------ DATASET CONTENT ------
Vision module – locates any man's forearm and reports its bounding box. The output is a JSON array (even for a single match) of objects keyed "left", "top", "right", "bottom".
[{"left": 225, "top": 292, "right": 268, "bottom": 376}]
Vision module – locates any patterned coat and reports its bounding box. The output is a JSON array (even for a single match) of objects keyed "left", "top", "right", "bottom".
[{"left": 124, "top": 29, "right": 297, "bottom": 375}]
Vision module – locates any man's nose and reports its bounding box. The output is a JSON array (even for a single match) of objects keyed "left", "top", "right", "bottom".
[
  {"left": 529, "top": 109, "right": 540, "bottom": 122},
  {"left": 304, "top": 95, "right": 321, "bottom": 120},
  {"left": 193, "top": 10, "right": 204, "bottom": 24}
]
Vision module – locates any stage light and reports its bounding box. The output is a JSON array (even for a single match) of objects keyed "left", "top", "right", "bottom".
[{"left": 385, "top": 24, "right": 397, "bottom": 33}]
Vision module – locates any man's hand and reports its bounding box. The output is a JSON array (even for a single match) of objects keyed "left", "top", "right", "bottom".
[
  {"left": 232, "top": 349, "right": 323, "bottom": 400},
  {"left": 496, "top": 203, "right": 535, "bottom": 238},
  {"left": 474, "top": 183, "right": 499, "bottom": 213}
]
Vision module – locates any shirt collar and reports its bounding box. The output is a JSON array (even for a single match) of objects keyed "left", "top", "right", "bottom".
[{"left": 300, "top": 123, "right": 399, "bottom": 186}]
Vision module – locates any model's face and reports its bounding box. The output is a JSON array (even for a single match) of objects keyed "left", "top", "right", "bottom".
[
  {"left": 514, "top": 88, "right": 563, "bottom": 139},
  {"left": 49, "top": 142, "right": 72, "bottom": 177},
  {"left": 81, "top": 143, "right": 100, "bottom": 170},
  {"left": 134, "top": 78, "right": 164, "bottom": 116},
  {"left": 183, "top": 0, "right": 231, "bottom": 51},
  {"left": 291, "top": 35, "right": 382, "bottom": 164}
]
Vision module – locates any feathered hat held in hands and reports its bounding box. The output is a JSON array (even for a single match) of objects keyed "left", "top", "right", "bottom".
------
### DIRECTION
Set all of the entries down again, exactly as they were given.

### RESPONSE TO THE TASK
Vision module – locates any man's forearm and reports its bounding box. The output is a JSON array (even for a single match) of objects keyed "left", "top", "right", "bottom".
[{"left": 225, "top": 292, "right": 268, "bottom": 376}]
Vision module – locates any patterned coat and reports its bounding box. The output is a JSON array (even for a single match) of objects keyed "left", "top", "right", "bottom".
[{"left": 124, "top": 29, "right": 297, "bottom": 375}]
Vision module – locates any man's nose and reports its bounding box. The output is a JSON array (even for a single match) of objects keyed "left", "top", "right", "bottom".
[
  {"left": 529, "top": 109, "right": 540, "bottom": 122},
  {"left": 304, "top": 95, "right": 321, "bottom": 120},
  {"left": 193, "top": 10, "right": 204, "bottom": 24}
]
Vision module – locates any stage light and reports its bounding box. The output is a JSON array (even for a single match) of objects keyed "left", "top", "right", "bottom".
[{"left": 385, "top": 24, "right": 397, "bottom": 33}]
Vision module – locates any man's hand and reports its bounding box. The output is a JSON array (even for a single match) of objects keyed "left", "top", "right", "bottom".
[
  {"left": 232, "top": 349, "right": 323, "bottom": 400},
  {"left": 496, "top": 203, "right": 535, "bottom": 238},
  {"left": 474, "top": 183, "right": 499, "bottom": 213}
]
Vision module – locates any shirt collar and reports its bounding box. The output is a JSON array (even for a single match) of objects keyed "left", "top", "right", "bottom".
[{"left": 300, "top": 123, "right": 399, "bottom": 186}]
Vision module – locates any model's face and reports its bounding box. The output is a JSON array (even for a single match) of objects keyed "left", "top", "right", "bottom".
[
  {"left": 514, "top": 88, "right": 563, "bottom": 139},
  {"left": 49, "top": 142, "right": 72, "bottom": 177},
  {"left": 81, "top": 143, "right": 100, "bottom": 170},
  {"left": 134, "top": 78, "right": 164, "bottom": 116},
  {"left": 183, "top": 0, "right": 231, "bottom": 51},
  {"left": 291, "top": 35, "right": 382, "bottom": 164}
]
Vision module – locates any feathered hat held in hands and reports its bounding box. The output is a JSON array (even for a single match) of objects keyed "left", "top", "right", "bottom".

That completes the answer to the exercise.